** Material to process **
** BEGIN **

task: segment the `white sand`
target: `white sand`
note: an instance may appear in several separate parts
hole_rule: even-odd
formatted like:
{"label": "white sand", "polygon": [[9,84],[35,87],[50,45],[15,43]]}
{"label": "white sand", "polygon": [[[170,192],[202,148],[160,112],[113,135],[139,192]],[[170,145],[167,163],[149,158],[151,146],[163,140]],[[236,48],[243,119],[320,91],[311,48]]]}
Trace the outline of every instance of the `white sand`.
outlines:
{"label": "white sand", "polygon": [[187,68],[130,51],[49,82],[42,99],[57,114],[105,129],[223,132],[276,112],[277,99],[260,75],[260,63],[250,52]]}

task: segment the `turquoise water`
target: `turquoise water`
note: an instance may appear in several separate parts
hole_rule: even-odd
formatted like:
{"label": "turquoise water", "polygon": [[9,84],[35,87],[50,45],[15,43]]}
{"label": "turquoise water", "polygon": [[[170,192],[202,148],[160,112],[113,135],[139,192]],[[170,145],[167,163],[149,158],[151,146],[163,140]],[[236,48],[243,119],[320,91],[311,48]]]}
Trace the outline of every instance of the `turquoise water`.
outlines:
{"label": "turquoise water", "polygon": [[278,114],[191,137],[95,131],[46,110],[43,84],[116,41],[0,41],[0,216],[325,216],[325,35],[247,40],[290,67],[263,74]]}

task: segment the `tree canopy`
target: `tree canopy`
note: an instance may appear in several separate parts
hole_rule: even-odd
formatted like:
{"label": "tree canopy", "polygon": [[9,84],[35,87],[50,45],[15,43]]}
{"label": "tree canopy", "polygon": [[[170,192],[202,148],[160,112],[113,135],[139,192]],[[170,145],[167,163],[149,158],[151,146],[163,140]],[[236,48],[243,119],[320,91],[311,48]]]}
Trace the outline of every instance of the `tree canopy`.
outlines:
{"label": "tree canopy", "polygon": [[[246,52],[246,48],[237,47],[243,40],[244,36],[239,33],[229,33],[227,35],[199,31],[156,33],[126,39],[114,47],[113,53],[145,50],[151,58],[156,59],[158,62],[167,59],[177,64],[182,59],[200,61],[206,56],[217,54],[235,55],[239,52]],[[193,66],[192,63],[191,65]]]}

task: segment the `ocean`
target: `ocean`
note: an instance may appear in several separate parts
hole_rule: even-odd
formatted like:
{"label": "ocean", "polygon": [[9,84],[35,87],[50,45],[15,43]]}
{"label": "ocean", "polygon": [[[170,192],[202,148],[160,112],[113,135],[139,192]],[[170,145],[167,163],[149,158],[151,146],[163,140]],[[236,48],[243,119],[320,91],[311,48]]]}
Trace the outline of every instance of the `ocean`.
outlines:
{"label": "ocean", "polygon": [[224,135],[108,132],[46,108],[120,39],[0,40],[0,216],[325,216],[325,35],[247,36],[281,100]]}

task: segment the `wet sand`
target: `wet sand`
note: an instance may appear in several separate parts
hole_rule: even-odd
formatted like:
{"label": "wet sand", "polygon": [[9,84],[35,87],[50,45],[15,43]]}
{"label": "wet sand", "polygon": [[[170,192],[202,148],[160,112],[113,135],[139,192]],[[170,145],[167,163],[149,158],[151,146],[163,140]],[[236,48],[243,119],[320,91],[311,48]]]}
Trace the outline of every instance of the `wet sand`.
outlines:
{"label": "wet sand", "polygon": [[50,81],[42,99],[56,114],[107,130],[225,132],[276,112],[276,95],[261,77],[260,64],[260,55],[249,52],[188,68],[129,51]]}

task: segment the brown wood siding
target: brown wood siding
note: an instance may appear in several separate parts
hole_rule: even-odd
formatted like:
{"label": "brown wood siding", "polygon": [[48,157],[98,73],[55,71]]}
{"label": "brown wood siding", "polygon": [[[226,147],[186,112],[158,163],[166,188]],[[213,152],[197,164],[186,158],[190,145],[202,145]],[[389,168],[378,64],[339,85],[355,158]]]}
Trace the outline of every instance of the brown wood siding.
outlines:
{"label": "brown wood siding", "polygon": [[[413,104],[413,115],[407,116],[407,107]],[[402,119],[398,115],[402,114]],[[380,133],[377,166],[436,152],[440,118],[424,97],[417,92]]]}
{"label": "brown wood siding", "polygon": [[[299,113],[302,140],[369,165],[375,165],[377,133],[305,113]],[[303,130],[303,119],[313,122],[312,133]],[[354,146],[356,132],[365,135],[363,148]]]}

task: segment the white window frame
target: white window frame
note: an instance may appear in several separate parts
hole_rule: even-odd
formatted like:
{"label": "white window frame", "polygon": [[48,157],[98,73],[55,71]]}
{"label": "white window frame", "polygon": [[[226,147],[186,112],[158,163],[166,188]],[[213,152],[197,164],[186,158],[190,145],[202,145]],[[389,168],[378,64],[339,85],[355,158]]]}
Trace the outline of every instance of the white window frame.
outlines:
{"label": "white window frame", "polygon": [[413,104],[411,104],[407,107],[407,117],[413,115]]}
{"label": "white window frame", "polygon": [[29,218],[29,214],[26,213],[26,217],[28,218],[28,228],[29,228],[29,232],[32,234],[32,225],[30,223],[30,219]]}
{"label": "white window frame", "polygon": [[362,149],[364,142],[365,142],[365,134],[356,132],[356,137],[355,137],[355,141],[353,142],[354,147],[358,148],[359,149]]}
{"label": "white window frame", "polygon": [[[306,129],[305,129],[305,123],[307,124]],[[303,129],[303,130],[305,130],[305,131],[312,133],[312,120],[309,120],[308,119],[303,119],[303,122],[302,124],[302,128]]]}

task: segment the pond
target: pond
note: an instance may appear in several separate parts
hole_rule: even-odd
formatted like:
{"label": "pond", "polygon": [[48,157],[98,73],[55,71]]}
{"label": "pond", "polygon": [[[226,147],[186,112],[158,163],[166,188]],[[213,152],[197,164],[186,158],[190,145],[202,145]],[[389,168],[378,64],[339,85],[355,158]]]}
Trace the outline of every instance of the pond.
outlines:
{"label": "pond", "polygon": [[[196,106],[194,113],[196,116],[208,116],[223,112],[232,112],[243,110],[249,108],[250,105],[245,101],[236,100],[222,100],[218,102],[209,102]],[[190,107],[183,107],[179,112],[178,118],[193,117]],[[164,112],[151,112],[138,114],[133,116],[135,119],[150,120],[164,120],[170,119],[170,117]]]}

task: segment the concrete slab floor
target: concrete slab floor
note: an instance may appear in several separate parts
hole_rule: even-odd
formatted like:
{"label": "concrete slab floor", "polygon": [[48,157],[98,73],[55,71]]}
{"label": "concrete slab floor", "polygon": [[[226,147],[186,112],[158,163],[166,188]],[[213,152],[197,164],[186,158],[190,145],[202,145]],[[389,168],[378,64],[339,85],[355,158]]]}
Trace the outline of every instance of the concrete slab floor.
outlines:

** END **

** Given exercise **
Your task is to retype all the records above with nothing left out.

** Correct result **
task: segment the `white sand`
target: `white sand`
note: an instance may appear in several separate parts
hole_rule: even-odd
formatted like:
{"label": "white sand", "polygon": [[9,84],[35,87],[50,45],[15,43]]}
{"label": "white sand", "polygon": [[[170,192],[202,148],[160,112],[113,135],[139,192]],[[170,145],[167,163],[149,158],[151,146],[163,140]],[[236,48],[243,119],[320,91],[311,48]]]}
Trace the outline of every instance of the `white sand`.
outlines:
{"label": "white sand", "polygon": [[187,68],[130,51],[49,82],[42,99],[57,114],[105,129],[223,132],[276,112],[277,99],[260,75],[260,63],[250,52]]}

task: segment the `turquoise water`
target: `turquoise water`
note: an instance may appear in several separate parts
hole_rule: even-odd
formatted like:
{"label": "turquoise water", "polygon": [[9,84],[35,87],[50,45],[15,43]]}
{"label": "turquoise water", "polygon": [[[170,192],[202,148],[160,112],[113,135],[139,192]],[[170,145],[167,163],[149,158],[151,146],[163,140]],[[236,48],[243,119],[320,91],[311,48]]]}
Trace the outline of every instance of the `turquoise water`.
outlines:
{"label": "turquoise water", "polygon": [[278,114],[191,137],[95,131],[46,110],[43,84],[116,41],[0,41],[0,216],[325,216],[325,35],[247,40],[290,67],[263,74]]}

task: segment the `tree canopy`
target: `tree canopy`
note: an instance may appear in several separate parts
hole_rule: even-odd
formatted like:
{"label": "tree canopy", "polygon": [[9,84],[35,87],[50,45],[15,43]]}
{"label": "tree canopy", "polygon": [[[170,192],[202,148],[160,112],[113,135],[139,192]],[[170,145],[167,163],[149,158],[151,146],[163,140]],[[236,48],[243,119],[320,91],[311,48]]]}
Trace the outline of every instance of the `tree canopy`.
outlines:
{"label": "tree canopy", "polygon": [[[246,52],[246,48],[237,47],[243,40],[244,36],[239,33],[229,33],[227,35],[199,31],[156,33],[126,39],[114,47],[113,53],[145,50],[151,58],[156,59],[158,62],[167,59],[177,64],[182,59],[200,61],[206,56],[217,54],[235,55],[239,52]],[[193,66],[192,63],[191,65]]]}

task: segment the `ocean`
target: `ocean`
note: an instance may appear in several separate parts
hole_rule: even-odd
formatted like:
{"label": "ocean", "polygon": [[9,84],[35,87],[50,45],[15,43]]}
{"label": "ocean", "polygon": [[[170,192],[202,148],[160,112],[113,135],[139,192]],[[170,145],[167,163],[149,158],[151,146],[163,140]],[[236,48],[243,119],[320,91],[311,48]]]}
Trace the outline of every instance of the `ocean`.
outlines:
{"label": "ocean", "polygon": [[224,135],[108,132],[46,108],[120,39],[0,40],[0,216],[325,216],[325,35],[247,36],[281,100]]}

task: segment the `wet sand`
target: `wet sand`
note: an instance may appear in several separate parts
hole_rule: even-odd
formatted like:
{"label": "wet sand", "polygon": [[9,84],[35,87],[50,45],[15,43]]}
{"label": "wet sand", "polygon": [[[170,192],[202,148],[160,112],[113,135],[139,192]],[[170,145],[167,163],[149,158],[151,146],[163,140]],[[236,48],[243,119],[320,91],[311,48]]]}
Trace the outline of every instance of the `wet sand`.
outlines:
{"label": "wet sand", "polygon": [[50,81],[42,99],[56,114],[107,130],[225,132],[276,112],[276,95],[261,77],[260,64],[260,55],[249,52],[188,68],[129,51]]}

task: segment the brown wood siding
target: brown wood siding
note: an instance may appear in several separate parts
hole_rule: even-odd
formatted like:
{"label": "brown wood siding", "polygon": [[48,157],[98,73],[55,71]]}
{"label": "brown wood siding", "polygon": [[[226,147],[186,112],[158,163],[166,188]],[[213,152],[197,164],[186,158],[190,145],[202,145]],[[389,168],[378,64],[339,85],[355,158]]]}
Trace the outline of every instance of the brown wood siding.
outlines:
{"label": "brown wood siding", "polygon": [[[413,104],[413,115],[407,116],[407,107]],[[402,119],[398,115],[402,114]],[[380,133],[377,166],[436,152],[440,118],[424,97],[417,92]]]}
{"label": "brown wood siding", "polygon": [[[299,113],[302,140],[369,165],[375,165],[377,133],[305,113]],[[303,130],[303,119],[313,122],[312,133]],[[354,146],[356,132],[365,135],[363,148]]]}

task: segment the white window frame
target: white window frame
note: an instance may appear in several separate parts
hole_rule: even-odd
formatted like:
{"label": "white window frame", "polygon": [[48,157],[98,73],[55,71]]}
{"label": "white window frame", "polygon": [[[226,147],[186,112],[158,163],[166,188]],[[213,152],[197,164],[186,158],[190,145],[202,145]],[[389,168],[378,64],[339,85],[355,158]]]}
Trace the outline of every instance of the white window frame.
outlines:
{"label": "white window frame", "polygon": [[413,104],[411,104],[407,107],[407,117],[413,115]]}
{"label": "white window frame", "polygon": [[29,218],[29,214],[26,213],[26,217],[28,218],[28,228],[29,228],[29,232],[32,234],[32,225],[30,223],[30,219]]}
{"label": "white window frame", "polygon": [[362,149],[364,142],[365,142],[365,134],[356,132],[356,137],[355,137],[355,141],[353,142],[354,147],[358,148],[359,149]]}
{"label": "white window frame", "polygon": [[[306,129],[305,129],[305,123],[307,124]],[[303,129],[303,130],[305,130],[305,131],[312,133],[312,120],[309,120],[308,119],[303,119],[303,122],[302,124],[302,128]]]}

task: segment the pond
target: pond
note: an instance may appear in several separate parts
hole_rule: even-odd
formatted like:
{"label": "pond", "polygon": [[48,157],[98,73],[55,71]]}
{"label": "pond", "polygon": [[[226,147],[186,112],[158,163],[166,188]],[[213,152],[197,164],[186,158],[190,145],[202,145]],[[389,168],[378,64],[339,85],[355,158]]]}
Trace the outline of every instance of the pond.
outlines:
{"label": "pond", "polygon": [[[196,106],[194,113],[196,116],[208,116],[223,112],[232,112],[243,110],[249,108],[250,105],[245,101],[236,100],[222,100],[218,102],[209,102]],[[190,107],[183,107],[179,112],[178,118],[193,117]],[[164,112],[151,112],[138,114],[133,116],[135,119],[150,120],[164,120],[170,119],[170,117]]]}

task: segment the concrete slab floor
target: concrete slab floor
note: an instance may appear in several separate parts
hole_rule: even-odd
formatted like:
{"label": "concrete slab floor", "polygon": [[48,157],[98,73],[55,71]]}
{"label": "concrete slab floor", "polygon": [[[226,147],[186,112],[158,163],[166,188]],[[213,152],[197,164],[186,158],[190,145],[202,145]],[[389,168],[378,64],[339,85],[355,158]]]}
Trace the outline of every instance of the concrete slab floor.
outlines:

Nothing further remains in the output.